— Begin DOCUMENT SECTION —

How many times do I roll an unfair die to determine its bias?
There's a way to approximate the answer using information theory. Let $X$ be the variable representing the side, and let $D$ be an outcome of a roll. Each roll tells you that much information about $X$: $$ I(X;D) = H(D) - H(D|X) = \log 96 + 95 \cdot 0.01 \log 0.01 + 0.05 \log 0.05. $$ As an approximation, the information gained from different rolls is additive; it's certainly at most additive. Since $H(X) = \log 96$ (since you have no a-priori belief about $X$), the number of rolls needed is at least $$ \frac{H(X)}{I(X;D)} \approx 115. $$
Another way to approach the same question is as follows. Suppose the die was thrown $N$ times. The good side came up approximately $N/20$ times, and all the others came up $\mathrm{Bin}(N,0.01) \approx \mathcal{N}(0.01N,0.0099N)$. So we want the probability that such a normal variable be larger than $N/20$ to be smaller than $1/95$ (since there are $95$ such variables; we're ignoring their dependence). This is $$\frac{0.05N - 0.01N}{\sqrt{0.0099N}} \approx 0.4\sqrt{N}$$ standard deviations. Looking at a table, we need roughly $2.3$ standard deviations to get a probability of $1/95$, so we need $$N \approx (2.3/0.4)^2 = 33. $$ Of course, this estimate is pretty rough (it doesn't even match our previous supposed lower bound).
The estimate in the previous paragraph is particularly problematic since in this range the convergence to the normal distribution is pretty bad (the expectation is very small, roughly $1$). In this regime, the probability is actually roughly Poissonian. Let's estimate the probability of success when $N=100$ using this approximation. The correct side is going to show up roughly $5$ times. Each other side is going to show up $P(1)$ times, so it's going to be as large as $4$ with probability $$ 1 - e^{-1} \sum_{t=0}^4 \frac{1^t}{t!} \approx 0.00366. $$ So the expected number of "contenders" is $$ 0.00366 \cdot 95 \approx 0.35.$$ Assuming independence, the probability of no contenders is roughly $$ (1 - 0.00366)^{95} \approx 0.706. $$ This approximation is only roughly vindicated by the experiments below.

— End DOCUMENT SECTION —
— Begin DATA SHOWN —

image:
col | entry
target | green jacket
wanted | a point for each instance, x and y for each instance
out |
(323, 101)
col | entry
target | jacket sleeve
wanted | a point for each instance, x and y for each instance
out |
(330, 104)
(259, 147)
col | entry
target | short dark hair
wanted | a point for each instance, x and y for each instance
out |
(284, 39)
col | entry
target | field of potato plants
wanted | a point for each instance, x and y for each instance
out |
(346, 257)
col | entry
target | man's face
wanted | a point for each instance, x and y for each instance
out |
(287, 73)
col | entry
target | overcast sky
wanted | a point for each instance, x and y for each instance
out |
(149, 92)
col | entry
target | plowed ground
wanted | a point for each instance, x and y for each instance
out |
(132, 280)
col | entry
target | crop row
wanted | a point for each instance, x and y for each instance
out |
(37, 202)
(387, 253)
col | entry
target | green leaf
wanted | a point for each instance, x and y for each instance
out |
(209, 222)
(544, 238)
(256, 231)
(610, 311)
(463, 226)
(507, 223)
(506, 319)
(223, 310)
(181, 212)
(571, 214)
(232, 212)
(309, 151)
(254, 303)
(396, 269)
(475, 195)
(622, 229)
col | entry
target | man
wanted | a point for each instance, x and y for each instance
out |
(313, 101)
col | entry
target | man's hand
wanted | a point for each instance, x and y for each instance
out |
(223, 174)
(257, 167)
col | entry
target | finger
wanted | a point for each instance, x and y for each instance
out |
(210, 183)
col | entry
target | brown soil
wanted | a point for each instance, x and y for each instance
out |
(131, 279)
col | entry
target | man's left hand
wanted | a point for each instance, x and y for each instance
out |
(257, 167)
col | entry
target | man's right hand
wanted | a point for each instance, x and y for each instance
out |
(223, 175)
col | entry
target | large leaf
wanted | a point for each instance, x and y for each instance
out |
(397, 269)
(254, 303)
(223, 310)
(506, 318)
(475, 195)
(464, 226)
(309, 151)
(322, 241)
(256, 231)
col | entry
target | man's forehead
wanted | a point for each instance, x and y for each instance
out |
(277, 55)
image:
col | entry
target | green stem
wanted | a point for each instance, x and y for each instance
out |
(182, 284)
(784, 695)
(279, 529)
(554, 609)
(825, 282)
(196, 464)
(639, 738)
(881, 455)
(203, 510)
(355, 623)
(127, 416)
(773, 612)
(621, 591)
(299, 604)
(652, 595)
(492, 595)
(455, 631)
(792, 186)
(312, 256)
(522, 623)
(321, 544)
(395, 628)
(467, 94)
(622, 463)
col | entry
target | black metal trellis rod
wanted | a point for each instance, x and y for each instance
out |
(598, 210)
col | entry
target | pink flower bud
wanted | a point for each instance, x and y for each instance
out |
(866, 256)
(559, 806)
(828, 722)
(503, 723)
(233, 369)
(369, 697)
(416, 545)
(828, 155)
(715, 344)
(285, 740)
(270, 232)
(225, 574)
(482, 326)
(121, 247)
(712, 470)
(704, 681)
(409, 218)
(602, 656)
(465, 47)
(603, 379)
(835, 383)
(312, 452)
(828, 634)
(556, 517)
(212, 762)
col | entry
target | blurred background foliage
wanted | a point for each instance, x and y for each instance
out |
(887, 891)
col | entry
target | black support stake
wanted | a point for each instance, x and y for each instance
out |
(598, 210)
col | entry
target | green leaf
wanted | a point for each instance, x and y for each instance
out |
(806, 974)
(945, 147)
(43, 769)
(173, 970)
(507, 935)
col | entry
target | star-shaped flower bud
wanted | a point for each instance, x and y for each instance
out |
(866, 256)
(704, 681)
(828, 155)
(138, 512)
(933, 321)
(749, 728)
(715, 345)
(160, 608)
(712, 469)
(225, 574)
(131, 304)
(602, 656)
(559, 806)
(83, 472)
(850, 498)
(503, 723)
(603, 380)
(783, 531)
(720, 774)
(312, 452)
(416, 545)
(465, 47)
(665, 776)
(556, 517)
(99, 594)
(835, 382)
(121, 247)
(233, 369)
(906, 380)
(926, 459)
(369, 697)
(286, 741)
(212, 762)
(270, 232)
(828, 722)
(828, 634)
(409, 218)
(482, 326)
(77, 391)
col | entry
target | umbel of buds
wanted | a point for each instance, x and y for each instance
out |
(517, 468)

— End DATA SHOWN —

AIM OF THE EXERCISE:
Please write the next part of the answer about how many rolls it takes to find the favored side of a biased die, starting after its last sentence.

WRITTEN RESPONSE:
In order to find a better approximation, let's take into account the roughly $P(5)$ distribution of the histogram of $X$: $$ e^{-5} \sum_{H=0}^\infty \frac{5^H}{H!} \left(e^{-1} \sum_{t=0}^{H-1} \frac{1}{t!} \right)^{95} \approx 0.527. $$ This conforms much better to the results below.
Finally, here are experimental results from one million trials, along with the Poisson approximation:
$$ \begin{array}{r|c|c} N & \text{Experiment} & \text{Approx} \\\hline 50 & 0.272323 & 0.274900 \\ 100 & 0.526765 & 0.527424 \\ 150 & 0.718004 & 0.714956 \\ 200 & 0.840143 & 0.836808 \\ 250 & 0.912917 & 0.910115 \\ 300 & 0.954097 & 0.951953 \end{array}$$
The results support the information-theoretic bound, as well as our estimates obtained using the Poisson approximation.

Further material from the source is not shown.